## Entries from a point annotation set
• • • •

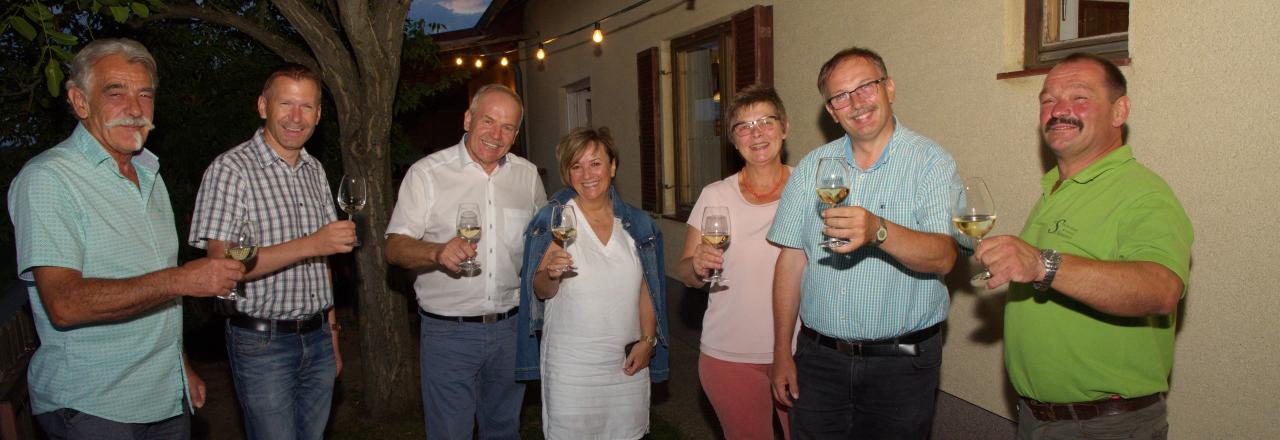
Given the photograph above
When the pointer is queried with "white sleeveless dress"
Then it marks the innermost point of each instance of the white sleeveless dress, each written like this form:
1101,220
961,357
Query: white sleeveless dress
594,314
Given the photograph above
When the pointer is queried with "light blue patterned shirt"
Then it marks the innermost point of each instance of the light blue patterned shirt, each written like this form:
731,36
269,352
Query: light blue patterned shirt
867,294
73,209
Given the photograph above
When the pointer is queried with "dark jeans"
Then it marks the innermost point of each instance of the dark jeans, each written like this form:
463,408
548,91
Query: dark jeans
469,374
283,380
872,397
1143,424
68,424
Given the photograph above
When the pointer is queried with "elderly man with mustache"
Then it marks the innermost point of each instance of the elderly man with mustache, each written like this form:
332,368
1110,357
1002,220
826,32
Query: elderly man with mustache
1096,274
99,250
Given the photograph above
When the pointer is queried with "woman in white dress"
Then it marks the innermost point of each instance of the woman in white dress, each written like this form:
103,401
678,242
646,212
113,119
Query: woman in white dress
597,299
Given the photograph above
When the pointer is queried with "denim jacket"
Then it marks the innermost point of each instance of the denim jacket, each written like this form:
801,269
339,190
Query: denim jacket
538,238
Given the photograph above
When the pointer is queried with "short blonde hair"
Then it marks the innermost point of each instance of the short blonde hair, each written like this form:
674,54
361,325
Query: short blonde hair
576,142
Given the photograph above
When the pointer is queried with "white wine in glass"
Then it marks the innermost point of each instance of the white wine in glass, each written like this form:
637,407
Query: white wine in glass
242,247
565,228
832,186
469,230
351,198
716,233
974,214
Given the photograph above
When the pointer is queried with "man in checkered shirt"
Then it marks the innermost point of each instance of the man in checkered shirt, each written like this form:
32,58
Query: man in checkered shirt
283,344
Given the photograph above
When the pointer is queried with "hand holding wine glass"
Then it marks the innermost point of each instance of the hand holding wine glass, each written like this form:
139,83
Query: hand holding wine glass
469,230
832,186
974,214
716,233
242,247
352,196
565,229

• • • •

## Aim of the task
The data above needs to be retyped exactly, with the images left out.

## Output for this task
Given the photograph above
When the pointer is queried with "white sleeveless dress"
Then it marks the innermost point of each instance of the white sleeveless dress, each written like this form:
1101,220
961,357
Query: white sleeveless dress
594,314
Given the photograph above
When the pointer is queried with "light blue patterned shirt"
Then it marks the innermost point of each instance of the light blue patterned shirt, each written like this form:
731,36
269,352
Query: light blue patterned shirt
867,294
73,209
Given the photograph above
When the pointer is queried with "dark jeans"
Then it marks the innermost point of each instance of the dark jeans, each written like this form:
463,408
548,91
Query: dark jeans
469,374
283,380
872,397
1143,424
68,424
Given the photograph above
When the pointer is queried with "elderly man with mustache"
Then it marks the innermost point of each instance of the elderly man with mustache, each written like this form:
332,368
1110,357
1002,220
826,32
Query: elderly man with mustache
1096,274
99,250
Given the photograph above
When the pointer is queried with "woman in white dress"
Then it marks the innermost point of each instance of the woman in white dress, each written like this form:
103,401
678,242
646,212
113,119
Query: woman in white dress
597,299
Given the photograph above
When the pointer is queried with "denim jacket"
Then it marks the innermost point of each instance of the denim jacket, each written like this form:
801,269
339,190
Query: denim jacket
538,238
Given the photograph above
When the pointer is queried with "short blonde hair"
Then it marks the innermost point of each instance of the short blonde hair, each written like this form:
674,54
361,325
Query: short blonde hair
576,142
Given the photograph above
When the pointer is queried with "white wine in glass"
Then it marks the innermost point of each instance of the white wine in glass, each written like this form:
637,407
Query: white wine in glass
242,247
565,228
832,186
469,230
351,198
716,233
974,214
Given the photograph above
When the pointer is queried with "man in checkered shirt"
Then it marks the innermost point of each instance of the man in checkered shirt, each written like this form:
32,58
Query: man in checkered shirt
283,344
Given the photograph above
When the pointer is queried with "hand holding wine glass"
Then it marks the innermost point of each instance of the hand holding wine glass, each written like this form:
139,83
Query: hand holding wine glass
469,230
832,186
974,214
716,233
242,247
352,196
565,229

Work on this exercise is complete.